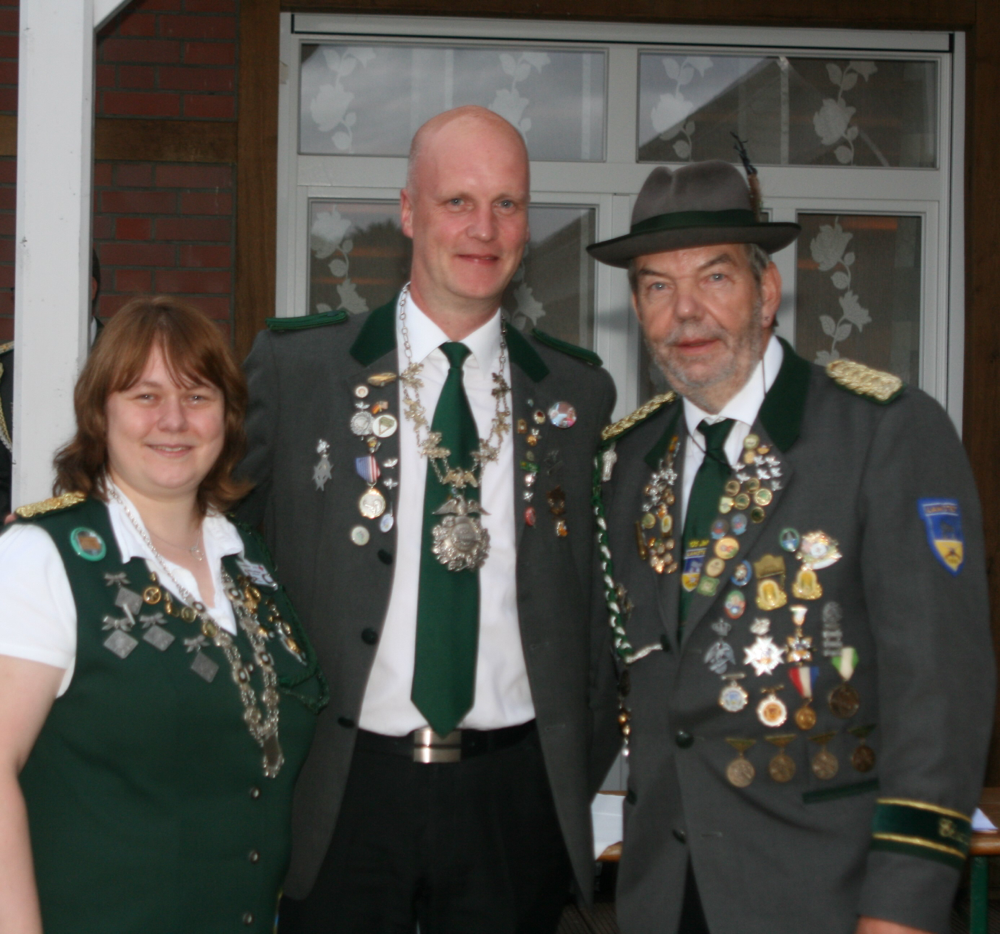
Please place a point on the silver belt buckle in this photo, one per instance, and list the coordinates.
(428, 747)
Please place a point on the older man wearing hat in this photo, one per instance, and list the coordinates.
(796, 586)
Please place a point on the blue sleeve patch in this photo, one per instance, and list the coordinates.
(944, 531)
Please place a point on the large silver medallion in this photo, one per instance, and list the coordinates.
(460, 541)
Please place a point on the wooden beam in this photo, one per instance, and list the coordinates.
(981, 418)
(130, 140)
(863, 14)
(257, 168)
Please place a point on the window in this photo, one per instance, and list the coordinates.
(854, 134)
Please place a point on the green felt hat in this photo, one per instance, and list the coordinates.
(698, 205)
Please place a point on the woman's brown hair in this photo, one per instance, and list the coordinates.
(195, 352)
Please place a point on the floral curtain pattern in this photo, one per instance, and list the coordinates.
(359, 258)
(857, 291)
(793, 111)
(555, 98)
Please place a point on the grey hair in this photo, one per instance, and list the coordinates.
(757, 256)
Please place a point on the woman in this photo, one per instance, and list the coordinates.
(157, 696)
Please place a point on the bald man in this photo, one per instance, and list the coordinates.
(423, 473)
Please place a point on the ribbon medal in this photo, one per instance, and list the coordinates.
(944, 531)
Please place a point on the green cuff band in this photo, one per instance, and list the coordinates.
(738, 217)
(920, 829)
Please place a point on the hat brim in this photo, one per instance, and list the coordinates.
(620, 250)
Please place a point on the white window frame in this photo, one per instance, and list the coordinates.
(935, 194)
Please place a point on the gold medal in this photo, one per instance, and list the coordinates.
(824, 764)
(782, 767)
(844, 701)
(371, 504)
(740, 771)
(771, 711)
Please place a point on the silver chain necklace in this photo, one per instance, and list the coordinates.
(263, 727)
(460, 541)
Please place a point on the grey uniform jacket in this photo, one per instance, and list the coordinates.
(810, 854)
(301, 391)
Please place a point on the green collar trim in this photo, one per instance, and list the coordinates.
(658, 451)
(785, 402)
(524, 355)
(377, 336)
(738, 217)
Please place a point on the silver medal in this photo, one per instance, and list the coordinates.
(460, 541)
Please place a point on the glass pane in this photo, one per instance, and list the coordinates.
(791, 111)
(359, 259)
(370, 100)
(857, 291)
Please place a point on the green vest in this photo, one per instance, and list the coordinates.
(147, 801)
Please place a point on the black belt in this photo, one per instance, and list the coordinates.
(426, 747)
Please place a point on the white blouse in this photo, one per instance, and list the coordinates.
(37, 610)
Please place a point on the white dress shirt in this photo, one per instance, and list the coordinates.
(742, 408)
(503, 696)
(37, 610)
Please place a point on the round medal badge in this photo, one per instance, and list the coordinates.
(782, 767)
(824, 765)
(740, 772)
(735, 604)
(772, 712)
(863, 758)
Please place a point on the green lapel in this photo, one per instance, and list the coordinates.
(781, 412)
(659, 450)
(524, 355)
(377, 336)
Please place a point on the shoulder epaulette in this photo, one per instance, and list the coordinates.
(53, 504)
(864, 381)
(581, 353)
(302, 322)
(639, 415)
========
• **What you will do**
Please rewrite all of the material above, changing every "place a point on" to "mark" and keeping everything else unchanged, and leave out the pictures.

• **Answer to this task**
Please mark the silver belt buckle in this photo, one per instance, and list the coordinates.
(428, 747)
Please mark the older man wearing hat in this photo, one per instance, and list the coordinates.
(796, 586)
Please mark the blue sleeve patch in this photo, one per instance, and list the coordinates.
(944, 531)
Please mark the large silver medallion in this photo, one per instance, and list the coordinates.
(460, 541)
Please mark the wooden beam in this photo, one per instance, and list the coordinates.
(981, 418)
(130, 140)
(863, 14)
(257, 168)
Please mark the window in this photo, one per instance, and list the coordinates.
(854, 134)
Please mark the green felt hat in this photo, one per instance, and list the coordinates.
(698, 205)
Please mark the woman's brown hair in this photo, one per instance, and list the coordinates.
(195, 352)
Please mark the floral curtain pattern in this photo, one per instance, and list the coordinates.
(359, 258)
(857, 291)
(793, 111)
(555, 98)
Please mark the grey hair in this photo, one per instance, and list the coordinates.
(757, 256)
Please mark the woman in this photo, one per instance, and list the coordinates.
(157, 696)
Please mark the bald man in this photo, one per instance, and list the coordinates.
(423, 473)
Please mark the ribbon medal in this photo, one per instance, and list the coordinates.
(944, 531)
Please mark the green cuff band in this photo, one per instance, and list the coordinates.
(738, 217)
(920, 829)
Please mark the hat brim in this photo, one per instance, and list the coordinates.
(620, 250)
Please mark the white window frame in this photo, one per instance, and list the coordinates.
(935, 194)
Please mark the gold medal in this photo, one per instance, and list the coordinates.
(824, 764)
(782, 767)
(844, 701)
(371, 504)
(740, 771)
(771, 711)
Please mark the silver chain necklace in this photo, one per instance, and list the coordinates.
(263, 727)
(460, 541)
Please mark the grey uniform jacket in this photo, one per instance, and list the coordinates.
(810, 854)
(301, 391)
Please mark the green collar trim in this photo, one per instance, and list the coordinates.
(658, 451)
(785, 402)
(524, 355)
(377, 336)
(738, 217)
Please mark the silver medal in this photo, one per instance, and list the coordinates.
(460, 541)
Please mark the glass pane in this photo, one per instance, and list the coordinates.
(791, 111)
(359, 259)
(370, 100)
(857, 291)
Please mark the green vest in this photo, one per instance, and list the coordinates.
(147, 801)
Please mark the black belt in this photo, one per instance, and list the coordinates.
(426, 747)
Please mark the white blouse in this photo, one per instance, and list the coordinates.
(37, 610)
Please mark the white dress shirt in this photo, one per instance, and list the coordinates.
(742, 408)
(503, 696)
(37, 610)
Please mark the round medal badge in this photo, one per instance, and list the coordinates.
(782, 767)
(824, 765)
(740, 772)
(735, 604)
(772, 712)
(863, 758)
Please mark the green lapel in this photo, one per instance, and list the coordinates.
(781, 412)
(659, 450)
(524, 355)
(377, 336)
Please mark the shoulder epaulette in this photo, one per instance, and list the coordinates.
(53, 504)
(864, 381)
(581, 353)
(302, 322)
(639, 415)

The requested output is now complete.